Everything is very simplified as I am just testing.
I have an orders table with columns as such:
OrderNo PK, Identity specification
Line int PL
ProductID int
and a products table
ProductID int PK
An order entity object is instantiated and its properties
are populated with data from a form which is posted to an action method.
It is then saved to the orders table with the following code:
(DropDownList1Value) has value of an existing ProductID and "DropDownList1Value" is the id of the DropDownList element in view.
[HttpPost]
public ActionResult OrderProcessor()
{
int productId = int.Parse(Request.Form["DropDownList1Value"]);
var order = new Order();
order.ProductID = productId;
context.Orders.AddObject(order);
context.SaveChanges();
return View(order);
}
So the records that are inserted look as such:
Sorry, couldn't line up the values under their respective column name in this editor.
OrderNo Line ProductID
101 0 3
102 0 5
103 0 2
Where as I want something like this:
OrderNo Line ProductID
101 1 3
101 2 5
101 3 2
102 1 2
So I wish to know how can I modify the orders table so it
can have multiple records with same "OrderNo" and just increment for "Line" for diff ProductID's and how do I go about inserting such records with LinQ to Entities where
I will obviously have many ProductId from multiple DropDowLists
and they will all be for the one order.

§ Short exercise 1:
Please arrange the records in the stretch from the line containing "outline sunlight on grass" through the line containing "POLYGON ((325 30, 316" as a Markdown table with the columns Row and Text, leaving out blank lines.
The records have no connection to the forum post.

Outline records

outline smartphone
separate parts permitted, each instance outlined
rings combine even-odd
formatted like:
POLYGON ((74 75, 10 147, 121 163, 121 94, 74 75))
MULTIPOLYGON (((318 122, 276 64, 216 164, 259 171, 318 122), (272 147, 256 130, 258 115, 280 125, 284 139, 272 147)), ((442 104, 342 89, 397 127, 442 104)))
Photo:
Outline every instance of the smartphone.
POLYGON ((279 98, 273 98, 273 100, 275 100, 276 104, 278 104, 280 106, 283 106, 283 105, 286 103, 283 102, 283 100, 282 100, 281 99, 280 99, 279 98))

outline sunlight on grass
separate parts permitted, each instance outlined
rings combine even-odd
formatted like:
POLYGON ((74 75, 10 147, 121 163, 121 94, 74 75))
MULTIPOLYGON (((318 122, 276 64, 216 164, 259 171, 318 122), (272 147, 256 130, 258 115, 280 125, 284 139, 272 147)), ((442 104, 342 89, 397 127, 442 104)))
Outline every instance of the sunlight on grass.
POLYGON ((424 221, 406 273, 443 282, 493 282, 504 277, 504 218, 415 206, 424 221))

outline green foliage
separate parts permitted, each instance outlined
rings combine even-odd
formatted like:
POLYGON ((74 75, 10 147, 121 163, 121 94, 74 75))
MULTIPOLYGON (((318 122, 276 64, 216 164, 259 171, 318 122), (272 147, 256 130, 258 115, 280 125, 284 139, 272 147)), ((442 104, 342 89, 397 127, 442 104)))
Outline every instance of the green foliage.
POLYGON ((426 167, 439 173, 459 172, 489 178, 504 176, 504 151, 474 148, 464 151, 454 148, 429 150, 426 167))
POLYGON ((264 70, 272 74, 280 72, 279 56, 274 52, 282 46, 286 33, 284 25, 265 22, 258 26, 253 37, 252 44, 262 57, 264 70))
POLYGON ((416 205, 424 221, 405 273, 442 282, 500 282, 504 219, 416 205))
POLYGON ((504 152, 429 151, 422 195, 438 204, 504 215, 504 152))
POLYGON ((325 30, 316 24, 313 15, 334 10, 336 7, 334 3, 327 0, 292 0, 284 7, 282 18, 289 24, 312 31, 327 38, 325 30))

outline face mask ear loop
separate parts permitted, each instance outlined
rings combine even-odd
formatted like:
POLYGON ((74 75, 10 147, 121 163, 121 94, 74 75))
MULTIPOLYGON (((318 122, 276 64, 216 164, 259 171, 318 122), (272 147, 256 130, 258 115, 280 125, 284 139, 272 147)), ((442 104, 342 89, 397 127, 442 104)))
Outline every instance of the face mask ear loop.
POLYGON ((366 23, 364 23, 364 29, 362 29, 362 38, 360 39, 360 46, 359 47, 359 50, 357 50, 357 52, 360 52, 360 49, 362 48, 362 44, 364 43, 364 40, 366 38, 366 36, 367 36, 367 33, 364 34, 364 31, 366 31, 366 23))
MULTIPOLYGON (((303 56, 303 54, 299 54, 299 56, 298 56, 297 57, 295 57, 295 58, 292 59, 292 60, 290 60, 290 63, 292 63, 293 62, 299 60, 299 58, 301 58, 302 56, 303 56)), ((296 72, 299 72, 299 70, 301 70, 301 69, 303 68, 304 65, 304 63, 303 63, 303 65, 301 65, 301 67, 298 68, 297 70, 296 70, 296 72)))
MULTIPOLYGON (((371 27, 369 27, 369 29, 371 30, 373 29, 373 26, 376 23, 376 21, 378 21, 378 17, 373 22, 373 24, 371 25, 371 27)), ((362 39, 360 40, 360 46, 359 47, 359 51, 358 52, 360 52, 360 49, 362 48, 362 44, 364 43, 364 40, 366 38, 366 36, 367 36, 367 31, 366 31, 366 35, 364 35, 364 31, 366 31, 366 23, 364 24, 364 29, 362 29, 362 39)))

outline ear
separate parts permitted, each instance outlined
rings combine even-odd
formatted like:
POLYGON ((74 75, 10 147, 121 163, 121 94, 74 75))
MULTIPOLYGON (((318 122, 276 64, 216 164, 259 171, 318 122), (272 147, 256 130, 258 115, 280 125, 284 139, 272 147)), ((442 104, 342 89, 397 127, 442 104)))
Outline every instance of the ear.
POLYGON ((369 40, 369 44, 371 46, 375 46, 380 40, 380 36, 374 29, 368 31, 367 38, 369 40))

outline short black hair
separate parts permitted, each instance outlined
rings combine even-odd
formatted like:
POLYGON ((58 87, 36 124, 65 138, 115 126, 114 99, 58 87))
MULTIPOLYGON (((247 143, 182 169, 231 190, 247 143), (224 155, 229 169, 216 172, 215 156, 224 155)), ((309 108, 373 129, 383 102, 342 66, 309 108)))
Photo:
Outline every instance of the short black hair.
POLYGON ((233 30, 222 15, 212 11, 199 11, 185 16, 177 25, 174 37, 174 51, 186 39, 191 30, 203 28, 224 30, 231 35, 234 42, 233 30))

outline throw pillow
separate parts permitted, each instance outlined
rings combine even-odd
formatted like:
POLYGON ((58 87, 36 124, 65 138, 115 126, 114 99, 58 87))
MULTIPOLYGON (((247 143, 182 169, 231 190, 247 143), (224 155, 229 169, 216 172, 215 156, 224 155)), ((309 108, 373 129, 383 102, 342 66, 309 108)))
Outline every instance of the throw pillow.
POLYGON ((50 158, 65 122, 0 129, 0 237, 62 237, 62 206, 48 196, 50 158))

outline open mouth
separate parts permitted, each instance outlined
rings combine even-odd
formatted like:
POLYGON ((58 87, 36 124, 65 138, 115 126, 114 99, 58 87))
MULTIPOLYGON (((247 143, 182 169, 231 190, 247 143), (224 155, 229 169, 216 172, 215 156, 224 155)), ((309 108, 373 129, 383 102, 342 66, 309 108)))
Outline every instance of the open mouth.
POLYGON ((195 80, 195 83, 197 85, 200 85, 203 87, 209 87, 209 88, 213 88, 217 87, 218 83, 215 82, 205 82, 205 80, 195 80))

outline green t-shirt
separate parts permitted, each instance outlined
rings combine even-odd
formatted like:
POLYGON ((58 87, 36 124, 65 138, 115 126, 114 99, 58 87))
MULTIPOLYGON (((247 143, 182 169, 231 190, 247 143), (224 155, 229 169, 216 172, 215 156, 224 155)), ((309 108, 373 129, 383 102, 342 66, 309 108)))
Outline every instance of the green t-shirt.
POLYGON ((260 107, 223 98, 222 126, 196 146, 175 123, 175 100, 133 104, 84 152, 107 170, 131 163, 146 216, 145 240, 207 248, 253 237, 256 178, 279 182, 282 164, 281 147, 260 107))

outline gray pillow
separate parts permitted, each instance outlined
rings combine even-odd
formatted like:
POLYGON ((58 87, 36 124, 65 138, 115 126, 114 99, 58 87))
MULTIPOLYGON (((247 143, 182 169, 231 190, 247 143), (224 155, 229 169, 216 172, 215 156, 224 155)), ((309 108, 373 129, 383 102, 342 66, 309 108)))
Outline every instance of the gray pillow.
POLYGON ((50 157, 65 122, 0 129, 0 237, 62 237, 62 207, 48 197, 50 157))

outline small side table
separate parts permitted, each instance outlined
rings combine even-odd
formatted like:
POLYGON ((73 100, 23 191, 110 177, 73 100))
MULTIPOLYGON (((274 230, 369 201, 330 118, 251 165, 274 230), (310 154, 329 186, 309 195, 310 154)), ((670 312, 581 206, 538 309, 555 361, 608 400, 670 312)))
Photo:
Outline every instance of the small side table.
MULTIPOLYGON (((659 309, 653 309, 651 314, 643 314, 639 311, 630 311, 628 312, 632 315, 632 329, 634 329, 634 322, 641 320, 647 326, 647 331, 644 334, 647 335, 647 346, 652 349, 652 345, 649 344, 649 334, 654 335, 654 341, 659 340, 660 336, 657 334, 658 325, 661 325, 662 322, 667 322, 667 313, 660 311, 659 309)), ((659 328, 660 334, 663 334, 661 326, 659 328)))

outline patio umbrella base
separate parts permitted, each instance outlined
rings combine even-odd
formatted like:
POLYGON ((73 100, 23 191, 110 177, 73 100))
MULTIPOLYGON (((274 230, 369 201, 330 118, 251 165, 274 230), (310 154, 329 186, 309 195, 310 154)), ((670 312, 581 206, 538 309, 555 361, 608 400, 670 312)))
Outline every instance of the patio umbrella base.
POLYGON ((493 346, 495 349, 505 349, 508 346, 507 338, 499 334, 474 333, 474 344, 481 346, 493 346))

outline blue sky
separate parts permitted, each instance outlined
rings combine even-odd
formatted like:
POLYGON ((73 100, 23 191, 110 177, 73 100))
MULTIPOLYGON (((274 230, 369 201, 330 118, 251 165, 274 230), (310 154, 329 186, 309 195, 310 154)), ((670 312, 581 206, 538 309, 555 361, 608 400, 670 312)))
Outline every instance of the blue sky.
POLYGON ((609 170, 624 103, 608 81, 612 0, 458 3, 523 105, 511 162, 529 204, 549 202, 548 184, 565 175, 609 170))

§ Short exercise 2:
Condense the forum post's paragraph that begins "So I wish to know how can I modify" into a short list that keeps its main facts.

§ Output 1:
| Row | Text |
|---|---|
| 1 | outline sunlight on grass |
| 2 | separate parts permitted, each instance outlined |
| 3 | rings combine even-odd |
| 4 | formatted like: |
| 5 | POLYGON ((74 75, 10 147, 121 163, 121 94, 74 75)) |
| 6 | MULTIPOLYGON (((318 122, 276 64, 216 164, 259 171, 318 122), (272 147, 256 130, 258 115, 280 125, 284 139, 272 147)), ((442 104, 342 89, 397 127, 442 104))) |
| 7 | Outline every instance of the sunlight on grass. |
| 8 | POLYGON ((424 221, 406 273, 443 282, 493 282, 504 277, 504 218, 415 206, 424 221)) |
| 9 | outline green foliage |
| 10 | separate parts permitted, each instance outlined |
| 11 | rings combine even-odd |
| 12 | formatted like: |
| 13 | POLYGON ((74 75, 10 147, 121 163, 121 94, 74 75)) |
| 14 | MULTIPOLYGON (((318 122, 276 64, 216 164, 259 171, 318 122), (272 147, 256 130, 258 115, 280 125, 284 139, 272 147)), ((442 104, 342 89, 397 127, 442 104))) |
| 15 | Outline every instance of the green foliage. |
| 16 | POLYGON ((426 167, 439 173, 459 172, 489 178, 504 176, 504 151, 474 148, 464 151, 454 148, 429 150, 426 167)) |
| 17 | POLYGON ((264 70, 272 74, 280 72, 279 56, 274 52, 282 46, 286 33, 284 25, 265 22, 258 26, 253 37, 252 44, 262 57, 264 70)) |
| 18 | POLYGON ((416 205, 424 221, 405 273, 442 282, 500 282, 504 219, 416 205)) |
| 19 | POLYGON ((504 152, 429 151, 422 195, 438 204, 504 215, 504 152)) |
| 20 | POLYGON ((325 30, 316 24, 313 15, 334 10, 336 7, 334 3, 327 0, 292 0, 284 7, 282 18, 289 24, 312 31, 327 38, 325 30)) |

§ Output 2:
- How to change the orders table so several records can share the same OrderNo, with Line incrementing for each different ProductID
- How to insert such records with LinQ to Entities, given many ProductIDs from multiple drop-down lists, all belonging to one order